** BEGIN Data supplied **
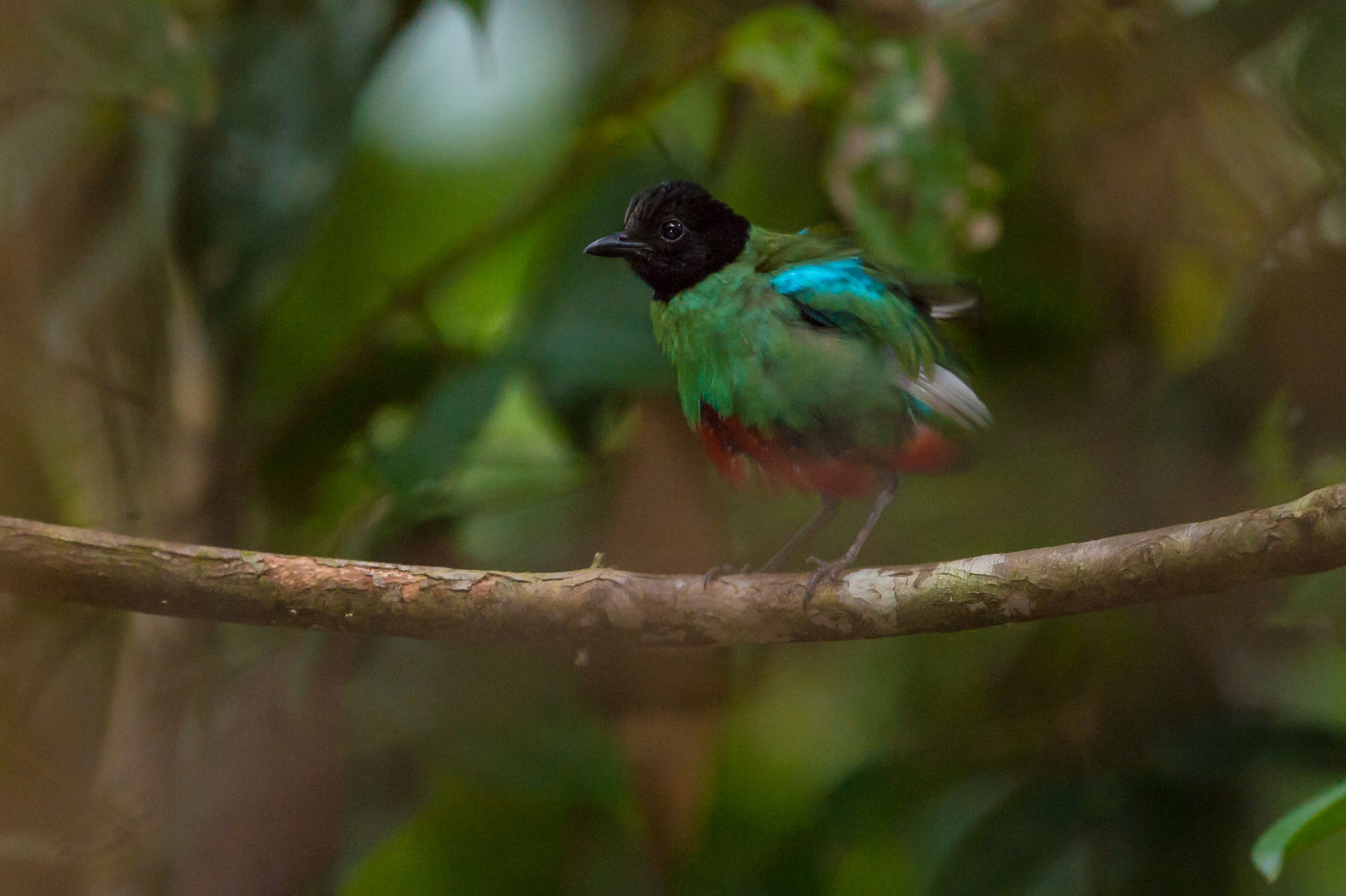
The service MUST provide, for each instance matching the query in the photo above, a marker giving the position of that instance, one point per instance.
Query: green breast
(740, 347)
** END Data supplied **
** BEGIN Data supplied **
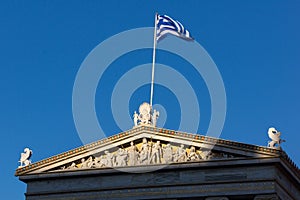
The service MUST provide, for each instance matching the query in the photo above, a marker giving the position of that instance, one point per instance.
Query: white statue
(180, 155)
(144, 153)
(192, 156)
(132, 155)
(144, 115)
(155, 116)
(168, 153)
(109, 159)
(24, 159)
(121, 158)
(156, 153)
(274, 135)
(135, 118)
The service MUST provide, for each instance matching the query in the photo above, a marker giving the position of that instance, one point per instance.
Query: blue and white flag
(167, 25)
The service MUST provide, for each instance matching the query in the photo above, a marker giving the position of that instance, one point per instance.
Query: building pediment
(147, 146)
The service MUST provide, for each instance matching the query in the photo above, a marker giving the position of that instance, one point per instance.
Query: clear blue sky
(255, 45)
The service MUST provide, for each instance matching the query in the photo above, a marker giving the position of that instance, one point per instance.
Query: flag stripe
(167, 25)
** END Data supplied **
Written instruction:
Please list each line from the items above that contains the word "blue", copying every such line in full.

Output for this exercise:
Query: blue and white flag
Query: clear blue sky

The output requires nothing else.